> **REQUIREMENT**
List every line in the data below that contains the word "hull". Copy each such line in full.

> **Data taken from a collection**
-- BEGIN --

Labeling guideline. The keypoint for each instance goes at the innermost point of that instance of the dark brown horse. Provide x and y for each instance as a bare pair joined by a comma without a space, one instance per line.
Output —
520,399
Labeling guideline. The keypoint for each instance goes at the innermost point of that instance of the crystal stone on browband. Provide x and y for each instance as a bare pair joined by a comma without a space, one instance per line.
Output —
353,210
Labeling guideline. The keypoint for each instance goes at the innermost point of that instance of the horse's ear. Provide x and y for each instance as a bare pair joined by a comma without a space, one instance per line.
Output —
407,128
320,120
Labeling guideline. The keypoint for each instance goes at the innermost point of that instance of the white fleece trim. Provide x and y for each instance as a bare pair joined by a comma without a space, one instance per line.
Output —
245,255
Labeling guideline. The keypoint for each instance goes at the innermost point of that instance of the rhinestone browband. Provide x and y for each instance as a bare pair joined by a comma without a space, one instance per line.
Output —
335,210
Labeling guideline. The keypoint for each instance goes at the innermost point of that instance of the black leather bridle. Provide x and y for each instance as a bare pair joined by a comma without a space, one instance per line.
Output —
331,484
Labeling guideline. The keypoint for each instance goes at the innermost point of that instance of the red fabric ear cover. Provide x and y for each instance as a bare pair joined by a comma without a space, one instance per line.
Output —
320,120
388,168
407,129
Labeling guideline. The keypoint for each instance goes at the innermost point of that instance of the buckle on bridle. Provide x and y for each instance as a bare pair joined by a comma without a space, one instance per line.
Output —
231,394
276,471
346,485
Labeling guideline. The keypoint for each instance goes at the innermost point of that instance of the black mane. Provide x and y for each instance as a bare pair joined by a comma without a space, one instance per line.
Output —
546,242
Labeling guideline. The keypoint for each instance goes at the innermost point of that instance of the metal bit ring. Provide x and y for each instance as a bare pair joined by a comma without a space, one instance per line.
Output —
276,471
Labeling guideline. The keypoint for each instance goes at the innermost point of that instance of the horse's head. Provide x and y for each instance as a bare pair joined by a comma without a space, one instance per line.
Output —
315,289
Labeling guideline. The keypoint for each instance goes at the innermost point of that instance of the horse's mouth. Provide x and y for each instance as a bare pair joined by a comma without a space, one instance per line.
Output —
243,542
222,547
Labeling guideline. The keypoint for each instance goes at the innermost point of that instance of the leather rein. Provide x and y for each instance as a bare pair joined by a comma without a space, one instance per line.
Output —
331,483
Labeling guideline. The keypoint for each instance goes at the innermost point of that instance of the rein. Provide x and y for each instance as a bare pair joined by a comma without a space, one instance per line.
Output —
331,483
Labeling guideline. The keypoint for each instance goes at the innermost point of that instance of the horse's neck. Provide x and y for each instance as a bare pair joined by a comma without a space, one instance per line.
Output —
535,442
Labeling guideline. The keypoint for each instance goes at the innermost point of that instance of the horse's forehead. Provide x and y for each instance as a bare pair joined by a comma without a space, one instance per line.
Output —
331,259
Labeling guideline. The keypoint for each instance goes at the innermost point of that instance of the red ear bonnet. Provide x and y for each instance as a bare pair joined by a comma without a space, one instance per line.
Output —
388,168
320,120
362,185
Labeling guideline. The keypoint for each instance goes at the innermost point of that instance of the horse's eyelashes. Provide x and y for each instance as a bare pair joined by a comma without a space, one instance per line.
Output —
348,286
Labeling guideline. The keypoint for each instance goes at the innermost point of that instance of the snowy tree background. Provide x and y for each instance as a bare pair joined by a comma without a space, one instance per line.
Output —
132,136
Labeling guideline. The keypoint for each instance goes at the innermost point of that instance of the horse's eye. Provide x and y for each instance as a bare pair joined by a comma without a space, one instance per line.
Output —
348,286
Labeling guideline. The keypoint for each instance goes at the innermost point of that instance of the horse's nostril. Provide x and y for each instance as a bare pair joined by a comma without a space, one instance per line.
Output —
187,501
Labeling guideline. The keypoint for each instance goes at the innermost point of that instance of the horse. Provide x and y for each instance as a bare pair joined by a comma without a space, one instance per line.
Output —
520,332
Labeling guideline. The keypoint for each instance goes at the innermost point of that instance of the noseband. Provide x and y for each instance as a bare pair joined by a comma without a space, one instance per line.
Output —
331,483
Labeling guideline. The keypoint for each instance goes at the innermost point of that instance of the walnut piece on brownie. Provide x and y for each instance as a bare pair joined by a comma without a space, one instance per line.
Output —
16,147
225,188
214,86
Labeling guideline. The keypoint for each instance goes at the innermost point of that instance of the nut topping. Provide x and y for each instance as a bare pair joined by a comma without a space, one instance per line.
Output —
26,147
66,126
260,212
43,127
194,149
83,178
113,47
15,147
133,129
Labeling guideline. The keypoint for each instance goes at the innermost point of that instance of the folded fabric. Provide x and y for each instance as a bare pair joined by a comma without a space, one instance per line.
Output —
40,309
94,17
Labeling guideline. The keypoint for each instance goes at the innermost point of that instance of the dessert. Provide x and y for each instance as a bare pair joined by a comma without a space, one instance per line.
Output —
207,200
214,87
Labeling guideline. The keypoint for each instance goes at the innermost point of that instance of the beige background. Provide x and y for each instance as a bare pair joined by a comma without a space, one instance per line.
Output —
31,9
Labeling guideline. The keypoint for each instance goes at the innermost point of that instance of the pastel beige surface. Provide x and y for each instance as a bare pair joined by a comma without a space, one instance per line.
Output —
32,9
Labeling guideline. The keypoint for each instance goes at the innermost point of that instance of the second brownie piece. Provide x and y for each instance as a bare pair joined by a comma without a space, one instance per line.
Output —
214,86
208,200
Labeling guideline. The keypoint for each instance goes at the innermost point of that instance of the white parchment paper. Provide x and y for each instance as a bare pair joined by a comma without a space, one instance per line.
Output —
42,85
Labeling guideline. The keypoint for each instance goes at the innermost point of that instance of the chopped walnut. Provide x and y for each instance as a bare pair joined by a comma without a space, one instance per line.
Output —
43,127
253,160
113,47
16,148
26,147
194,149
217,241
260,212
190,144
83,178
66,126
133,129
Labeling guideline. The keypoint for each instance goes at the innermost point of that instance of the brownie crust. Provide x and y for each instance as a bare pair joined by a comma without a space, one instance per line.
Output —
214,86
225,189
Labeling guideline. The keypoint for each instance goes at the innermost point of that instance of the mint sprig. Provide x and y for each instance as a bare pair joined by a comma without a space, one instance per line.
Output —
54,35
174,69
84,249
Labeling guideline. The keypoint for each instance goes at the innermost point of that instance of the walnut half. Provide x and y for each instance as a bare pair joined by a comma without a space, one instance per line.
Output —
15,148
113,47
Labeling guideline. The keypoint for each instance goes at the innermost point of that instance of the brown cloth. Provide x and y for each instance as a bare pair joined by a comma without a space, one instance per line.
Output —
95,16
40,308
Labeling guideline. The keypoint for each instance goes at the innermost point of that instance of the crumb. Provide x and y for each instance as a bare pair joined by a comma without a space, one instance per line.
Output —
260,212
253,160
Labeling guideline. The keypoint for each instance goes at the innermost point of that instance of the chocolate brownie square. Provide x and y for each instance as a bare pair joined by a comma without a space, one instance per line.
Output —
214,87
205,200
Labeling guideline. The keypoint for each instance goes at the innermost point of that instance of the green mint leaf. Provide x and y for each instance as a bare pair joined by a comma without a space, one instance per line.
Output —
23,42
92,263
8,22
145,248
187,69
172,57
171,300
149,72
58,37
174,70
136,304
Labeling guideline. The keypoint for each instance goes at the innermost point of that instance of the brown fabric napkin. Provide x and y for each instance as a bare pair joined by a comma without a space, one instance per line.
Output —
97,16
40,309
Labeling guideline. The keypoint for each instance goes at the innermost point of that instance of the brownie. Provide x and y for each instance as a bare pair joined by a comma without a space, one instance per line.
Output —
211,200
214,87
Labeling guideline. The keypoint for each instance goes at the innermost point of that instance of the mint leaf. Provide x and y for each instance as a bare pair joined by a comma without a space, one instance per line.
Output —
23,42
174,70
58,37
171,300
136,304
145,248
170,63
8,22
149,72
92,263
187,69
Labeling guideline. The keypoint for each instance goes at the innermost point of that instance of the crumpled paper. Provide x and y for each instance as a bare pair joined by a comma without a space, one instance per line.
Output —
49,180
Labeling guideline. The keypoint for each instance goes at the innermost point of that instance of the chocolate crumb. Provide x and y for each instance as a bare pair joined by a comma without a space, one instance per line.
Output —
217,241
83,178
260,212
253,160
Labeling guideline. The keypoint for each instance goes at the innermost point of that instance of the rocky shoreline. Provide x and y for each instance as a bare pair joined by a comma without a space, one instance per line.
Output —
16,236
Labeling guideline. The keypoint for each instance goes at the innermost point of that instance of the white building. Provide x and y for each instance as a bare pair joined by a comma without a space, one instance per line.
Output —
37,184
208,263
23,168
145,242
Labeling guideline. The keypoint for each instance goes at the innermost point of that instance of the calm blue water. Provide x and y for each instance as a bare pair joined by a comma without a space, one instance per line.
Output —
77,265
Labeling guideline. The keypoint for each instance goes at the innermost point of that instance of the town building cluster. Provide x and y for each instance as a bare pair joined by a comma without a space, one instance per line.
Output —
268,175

-- END --
-- BEGIN --

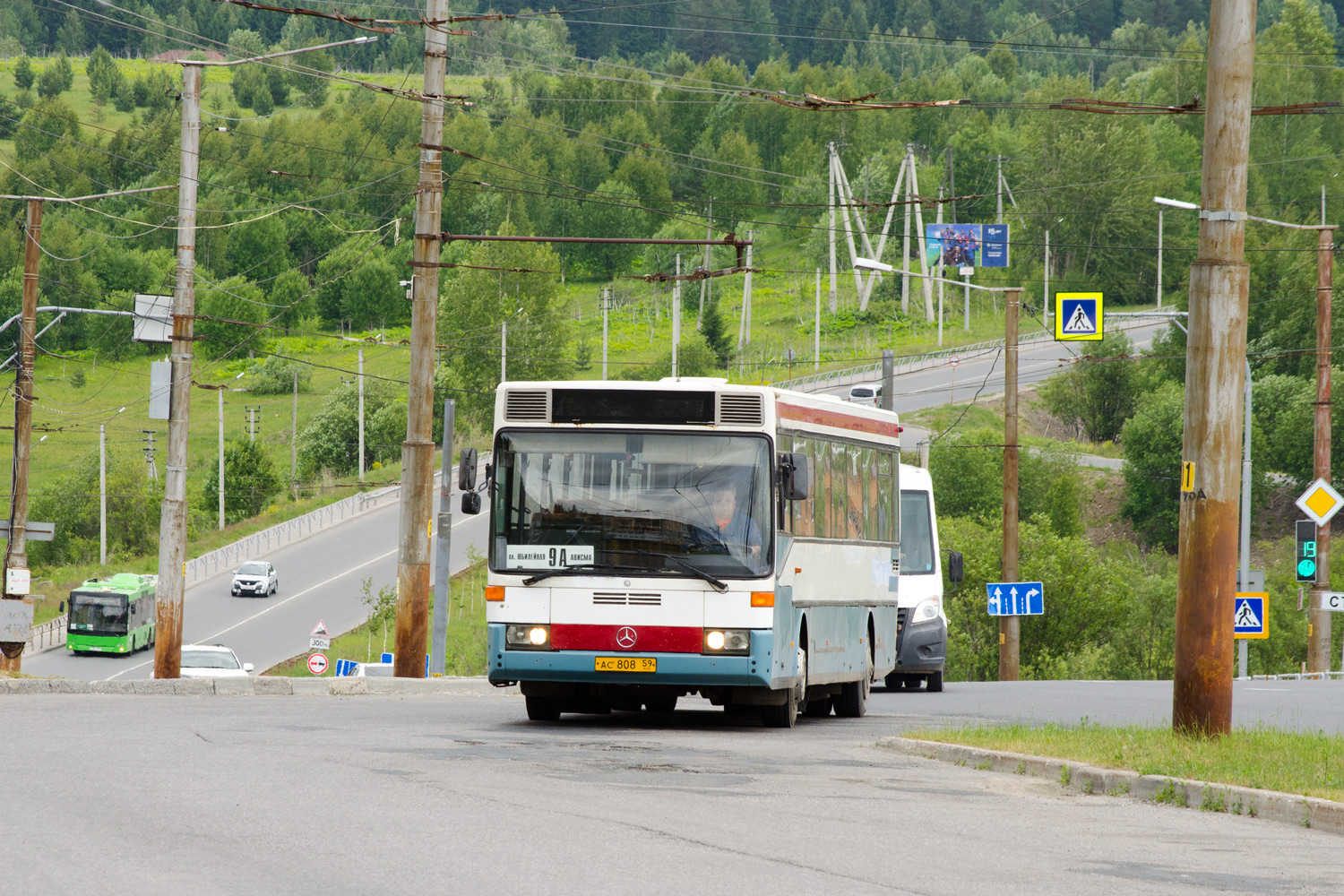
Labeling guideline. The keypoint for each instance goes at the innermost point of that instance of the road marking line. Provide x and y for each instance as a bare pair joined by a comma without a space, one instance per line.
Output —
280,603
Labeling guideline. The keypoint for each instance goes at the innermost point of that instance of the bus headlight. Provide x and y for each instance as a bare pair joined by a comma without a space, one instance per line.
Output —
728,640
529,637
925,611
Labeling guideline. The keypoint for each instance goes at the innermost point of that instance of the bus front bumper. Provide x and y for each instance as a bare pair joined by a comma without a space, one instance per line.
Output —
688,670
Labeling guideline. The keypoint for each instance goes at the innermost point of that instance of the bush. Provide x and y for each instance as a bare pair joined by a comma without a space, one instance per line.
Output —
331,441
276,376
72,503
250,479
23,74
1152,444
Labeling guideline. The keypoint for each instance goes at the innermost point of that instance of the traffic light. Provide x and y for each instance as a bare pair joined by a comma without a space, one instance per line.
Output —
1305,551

-- END --
-- BEGIN --

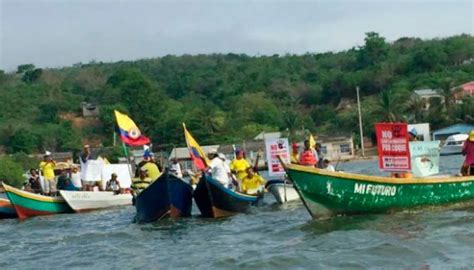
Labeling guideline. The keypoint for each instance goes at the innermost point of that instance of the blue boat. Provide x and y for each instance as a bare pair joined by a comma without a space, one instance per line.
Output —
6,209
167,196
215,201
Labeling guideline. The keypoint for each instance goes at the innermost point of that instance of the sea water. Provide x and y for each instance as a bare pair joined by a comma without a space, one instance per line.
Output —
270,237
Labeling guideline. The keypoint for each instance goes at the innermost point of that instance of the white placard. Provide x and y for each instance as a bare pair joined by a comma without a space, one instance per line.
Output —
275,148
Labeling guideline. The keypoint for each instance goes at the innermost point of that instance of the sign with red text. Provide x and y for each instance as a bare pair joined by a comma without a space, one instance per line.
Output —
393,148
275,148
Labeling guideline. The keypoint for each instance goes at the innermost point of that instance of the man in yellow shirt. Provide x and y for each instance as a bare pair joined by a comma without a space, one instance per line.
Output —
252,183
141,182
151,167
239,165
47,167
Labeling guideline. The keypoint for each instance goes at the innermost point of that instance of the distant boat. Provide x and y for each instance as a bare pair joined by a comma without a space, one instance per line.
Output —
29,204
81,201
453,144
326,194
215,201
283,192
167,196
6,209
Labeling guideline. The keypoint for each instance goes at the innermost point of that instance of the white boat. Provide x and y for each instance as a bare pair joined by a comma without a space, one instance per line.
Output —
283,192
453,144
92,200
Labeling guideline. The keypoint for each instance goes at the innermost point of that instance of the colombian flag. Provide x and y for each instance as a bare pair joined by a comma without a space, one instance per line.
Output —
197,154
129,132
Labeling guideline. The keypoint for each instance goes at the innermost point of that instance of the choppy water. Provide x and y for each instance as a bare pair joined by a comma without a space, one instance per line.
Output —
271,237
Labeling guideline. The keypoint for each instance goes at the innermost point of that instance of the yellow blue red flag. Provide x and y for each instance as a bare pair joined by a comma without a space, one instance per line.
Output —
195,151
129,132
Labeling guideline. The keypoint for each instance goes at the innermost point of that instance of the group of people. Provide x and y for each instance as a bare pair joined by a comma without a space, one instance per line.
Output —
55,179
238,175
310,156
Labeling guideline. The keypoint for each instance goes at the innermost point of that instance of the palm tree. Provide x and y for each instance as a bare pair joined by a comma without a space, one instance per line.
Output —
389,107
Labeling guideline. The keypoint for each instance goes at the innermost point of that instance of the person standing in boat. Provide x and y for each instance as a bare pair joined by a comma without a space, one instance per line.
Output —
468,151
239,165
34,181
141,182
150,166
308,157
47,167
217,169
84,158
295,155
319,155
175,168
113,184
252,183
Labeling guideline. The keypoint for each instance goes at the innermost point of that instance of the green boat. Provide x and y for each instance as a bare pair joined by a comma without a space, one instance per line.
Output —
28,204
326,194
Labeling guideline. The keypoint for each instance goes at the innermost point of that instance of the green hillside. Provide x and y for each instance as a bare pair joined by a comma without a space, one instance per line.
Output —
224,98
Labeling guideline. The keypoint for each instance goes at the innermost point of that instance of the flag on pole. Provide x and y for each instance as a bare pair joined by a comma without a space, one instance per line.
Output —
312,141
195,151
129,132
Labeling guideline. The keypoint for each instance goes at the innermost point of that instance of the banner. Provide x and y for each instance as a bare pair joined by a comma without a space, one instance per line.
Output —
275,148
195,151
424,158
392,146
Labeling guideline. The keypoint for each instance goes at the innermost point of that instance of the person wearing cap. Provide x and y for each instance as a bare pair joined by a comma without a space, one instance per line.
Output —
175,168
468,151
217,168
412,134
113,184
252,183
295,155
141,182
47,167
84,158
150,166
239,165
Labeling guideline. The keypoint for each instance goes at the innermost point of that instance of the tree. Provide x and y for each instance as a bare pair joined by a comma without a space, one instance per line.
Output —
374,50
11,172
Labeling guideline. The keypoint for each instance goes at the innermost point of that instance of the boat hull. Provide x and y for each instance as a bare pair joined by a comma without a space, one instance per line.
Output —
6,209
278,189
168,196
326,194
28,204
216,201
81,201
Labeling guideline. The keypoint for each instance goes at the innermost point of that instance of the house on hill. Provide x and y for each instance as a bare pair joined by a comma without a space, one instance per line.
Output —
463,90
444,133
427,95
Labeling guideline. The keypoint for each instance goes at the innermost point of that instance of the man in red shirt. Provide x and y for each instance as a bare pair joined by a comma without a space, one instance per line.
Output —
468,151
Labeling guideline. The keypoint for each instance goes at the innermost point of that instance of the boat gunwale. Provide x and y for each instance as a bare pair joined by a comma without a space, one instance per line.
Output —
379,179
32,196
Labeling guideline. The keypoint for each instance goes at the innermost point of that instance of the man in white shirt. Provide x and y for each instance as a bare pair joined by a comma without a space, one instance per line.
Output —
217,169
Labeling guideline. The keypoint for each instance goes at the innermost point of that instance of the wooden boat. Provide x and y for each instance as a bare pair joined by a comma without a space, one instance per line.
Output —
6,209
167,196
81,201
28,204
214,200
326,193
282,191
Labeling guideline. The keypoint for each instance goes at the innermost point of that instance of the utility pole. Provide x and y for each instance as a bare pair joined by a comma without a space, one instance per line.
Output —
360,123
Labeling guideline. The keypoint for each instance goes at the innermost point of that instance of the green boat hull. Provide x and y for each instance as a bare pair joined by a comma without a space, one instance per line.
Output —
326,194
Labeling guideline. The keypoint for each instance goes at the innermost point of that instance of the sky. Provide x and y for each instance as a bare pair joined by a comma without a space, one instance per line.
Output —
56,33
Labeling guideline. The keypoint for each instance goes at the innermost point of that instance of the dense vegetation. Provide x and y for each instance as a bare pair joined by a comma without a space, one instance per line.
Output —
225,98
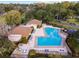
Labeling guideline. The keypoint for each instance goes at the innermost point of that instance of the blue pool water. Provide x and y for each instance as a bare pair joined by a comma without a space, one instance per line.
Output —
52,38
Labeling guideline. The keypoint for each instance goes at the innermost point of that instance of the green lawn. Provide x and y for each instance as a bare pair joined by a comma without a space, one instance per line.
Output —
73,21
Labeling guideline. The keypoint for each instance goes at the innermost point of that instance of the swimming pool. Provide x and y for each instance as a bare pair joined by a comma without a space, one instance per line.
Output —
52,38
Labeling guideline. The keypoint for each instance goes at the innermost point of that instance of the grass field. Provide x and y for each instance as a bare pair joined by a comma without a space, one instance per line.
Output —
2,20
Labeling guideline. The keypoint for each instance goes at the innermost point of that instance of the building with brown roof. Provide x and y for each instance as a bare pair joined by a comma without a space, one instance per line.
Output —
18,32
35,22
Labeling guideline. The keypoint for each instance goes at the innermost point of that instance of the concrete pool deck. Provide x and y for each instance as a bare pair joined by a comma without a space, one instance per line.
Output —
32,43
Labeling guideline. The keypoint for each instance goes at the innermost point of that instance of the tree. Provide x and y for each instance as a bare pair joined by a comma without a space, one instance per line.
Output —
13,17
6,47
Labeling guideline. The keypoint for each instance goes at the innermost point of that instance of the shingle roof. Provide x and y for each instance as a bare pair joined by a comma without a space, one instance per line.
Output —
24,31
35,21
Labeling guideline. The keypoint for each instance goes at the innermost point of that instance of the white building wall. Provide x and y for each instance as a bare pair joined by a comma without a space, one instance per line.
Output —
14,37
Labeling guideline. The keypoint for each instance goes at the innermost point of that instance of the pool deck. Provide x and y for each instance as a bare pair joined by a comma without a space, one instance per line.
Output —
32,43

-- END --

> **WRITTEN SOLUTION**
Labeling guideline. The keypoint for each instance goes at the innermost point of that instance of the boat hull. Provide x and y for each instance as a bare pair joined by a comma without a space, one instance per line.
Labeling guideline. The keypoint for each instance goes at the innermost point of that instance of the green boat hull. Provide x and y for each instance as a bare pair joined by a comma without a space, one instance per line.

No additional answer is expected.